Image point grounding data:
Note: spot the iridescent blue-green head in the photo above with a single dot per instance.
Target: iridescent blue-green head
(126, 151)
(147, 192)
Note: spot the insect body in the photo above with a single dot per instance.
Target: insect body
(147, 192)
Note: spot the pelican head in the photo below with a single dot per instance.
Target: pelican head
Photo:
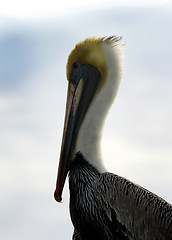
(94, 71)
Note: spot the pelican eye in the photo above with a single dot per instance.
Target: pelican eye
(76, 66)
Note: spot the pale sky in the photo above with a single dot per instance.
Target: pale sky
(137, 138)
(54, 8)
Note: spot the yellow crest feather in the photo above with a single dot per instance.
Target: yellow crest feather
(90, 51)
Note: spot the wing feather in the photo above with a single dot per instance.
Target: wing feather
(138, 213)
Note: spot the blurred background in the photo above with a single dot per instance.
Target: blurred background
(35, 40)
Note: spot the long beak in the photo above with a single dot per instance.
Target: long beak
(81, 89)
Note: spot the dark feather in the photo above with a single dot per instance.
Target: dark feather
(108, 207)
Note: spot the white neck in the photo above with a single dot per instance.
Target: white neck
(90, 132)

==

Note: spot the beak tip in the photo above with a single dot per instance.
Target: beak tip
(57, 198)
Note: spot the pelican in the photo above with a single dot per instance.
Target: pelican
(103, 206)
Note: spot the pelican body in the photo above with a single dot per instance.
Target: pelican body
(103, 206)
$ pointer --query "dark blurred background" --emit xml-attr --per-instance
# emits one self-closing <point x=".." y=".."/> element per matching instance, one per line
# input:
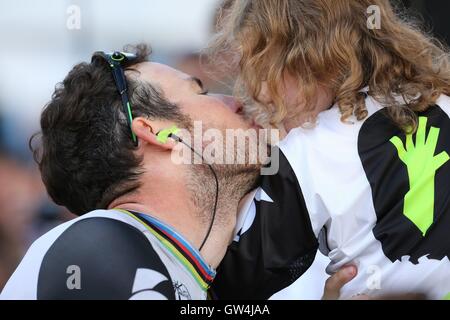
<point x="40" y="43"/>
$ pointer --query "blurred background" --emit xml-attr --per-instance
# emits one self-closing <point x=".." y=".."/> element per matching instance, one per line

■ **Assignment**
Look above for every line with the word "attr" and copy it.

■ **Exercise response**
$ pointer --query "dark blurred background" --emit xml-attr --per-instance
$ pointer --query "blurred background" --emit xml-attr --per-instance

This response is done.